> [TEXTAUSZUG]
------------------------------
Im zweiten Teil der Blogreihe vertiefen wir die Zusammenhänge zwischen der Corona-Pandemie und den Energiemärkten. Konkret blicken wir auf die möglichen mittelfristigen Folgen für die Frontjahre 2021 bis 2025 durch den Corona-Virus  und die Turbulenzen am Ölmarkt auf die Strommärkte Europas. Die Analyse haben wir mit dem Fundamentalmodell Power2Sim durchgeführt.

Autoren: Carlos Perez Linkenheil, Calvin Triems und Christopher Troost

Nachfrage- und  Angebotseinbruch stehen sich auf den Energiemärkten gegenüber. Mit drei verschiedenen Szenarien versuchen wir, die derzeitig wirkenden Einflussfaktoren voneinander zu separieren. Anschließend bewerten die Autoren die Auswirkungen auf die Strompreise, auf Emissionen und Vermarktungserlöse erneuerbarer Energien, sowie Verschiebungen in der Merit-Order.

Im ersten Artikel dieser zweiteiligen Blogreihe haben wir bereits eine Momentaufnahme zur aktuellen Situation dargestellt. Um einen mittelfristigen Ausblick geben zu können, ist es vorab wichtig, die geschehenen Ereignisse in einen Zusammenhang zu setzen.

Negative Vorzeichen schon vor Corona

Zunächst muss festgestellt werden, dass sich bereits seit Ende 2018 ein Abkühlen des globalen Wirtschaftswachstums abzeichnet. Überlagert wurde dies zudem von einer unterdurchschnittlichen Stromnachfrage. Diese resultiert aus dem milden Winter sowie einer zuletzt starken Einspeisung der erneuerbaren Energien. Dies führte bereits in Mitte Q1/2020 zu einem negativen Druck auf die Stromnachfrage und die Commodity-Märkte. Beide Wirkungskanäle werden durch die Corona-Krise nun zusätzlich negativ beeinflusst.
------------------------------
> [Einem Datenbestand entnommene Datensätze]
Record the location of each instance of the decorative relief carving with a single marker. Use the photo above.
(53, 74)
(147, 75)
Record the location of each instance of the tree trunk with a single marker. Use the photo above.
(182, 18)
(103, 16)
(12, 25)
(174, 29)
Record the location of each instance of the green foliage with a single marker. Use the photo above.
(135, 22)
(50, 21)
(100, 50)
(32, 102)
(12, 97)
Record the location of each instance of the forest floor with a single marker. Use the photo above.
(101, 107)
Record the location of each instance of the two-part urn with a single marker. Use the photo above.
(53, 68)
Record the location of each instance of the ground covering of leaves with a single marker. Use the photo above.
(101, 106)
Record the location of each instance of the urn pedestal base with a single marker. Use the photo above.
------------------------------
> [AUFGABE A] Mit welchem Fundamentalmodell wurde die Analyse im Text zur Corona-Pandemie und den Energiemärkten durchgeführt?
> [AUFGABE B] Gib den Text zur Corona-Pandemie und den Energiemärkten wortgetreu wieder, beginnend bei „Negative Vorzeichen schon“ und fortlaufend bis einschließlich „zusätzlich negativ beeinflusst.“.
> [AUFGABE C] Schreibe den Text über die Corona-Pandemie und die Energiemärkte im Anschluss an seinen letzten Satz weiter.

> [LÖSUNG A] Mit dem Fundamentalmodell Power2Sim.

> [LÖSUNG B]
Negative Vorzeichen schon vor Corona

Zunächst muss festgestellt werden, dass sich bereits seit Ende 2018 ein Abkühlen des globalen Wirtschaftswachstums abzeichnet. Überlagert wurde dies zudem von einer unterdurchschnittlichen Stromnachfrage. Diese resultiert aus dem milden Winter sowie einer zuletzt starken Einspeisung der erneuerbaren Energien. Dies führte bereits in Mitte Q1/2020 zu einem negativen Druck auf die Stromnachfrage und die Commodity-Märkte. Beide Wirkungskanäle werden durch die Corona-Krise nun zusätzlich negativ beeinflusst.

> [LÖSUNG C]
 Kausalität der aktuellen Strompreissituation, Corona-Pandemie, Energy Brainpool

Abbildung 1: Kausalität der aktuellen Strompreissituation (Quelle: Energy Brainpool)

Die Nachfrageseite ist stark betroffen

Bei den Commodity-Märkten ist die Corona-Krise vor allem auf der Nachfrageseite zu spüren. Kurzfristig ist ein starker Nachfrageschock durch harte Maßnahmen zum Stopp der Ausbreitung des Virus zu beobachten. Währenddessen spielen mittel- bis langfristig vor allem Konjunktursorgen eine entscheidende Rolle.

Zudem ist es wichtig zu erkennen, dass der starke Preisverfall auch auf eine abrupte Angebotszunahme auf dem Ölmarkt zurückzuführen ist, die auf das Scheitern der OPEC+ Verhandlungen folgte. Beide Effekte gepaart verstärkten den Kurssturz der Commodities deutlich.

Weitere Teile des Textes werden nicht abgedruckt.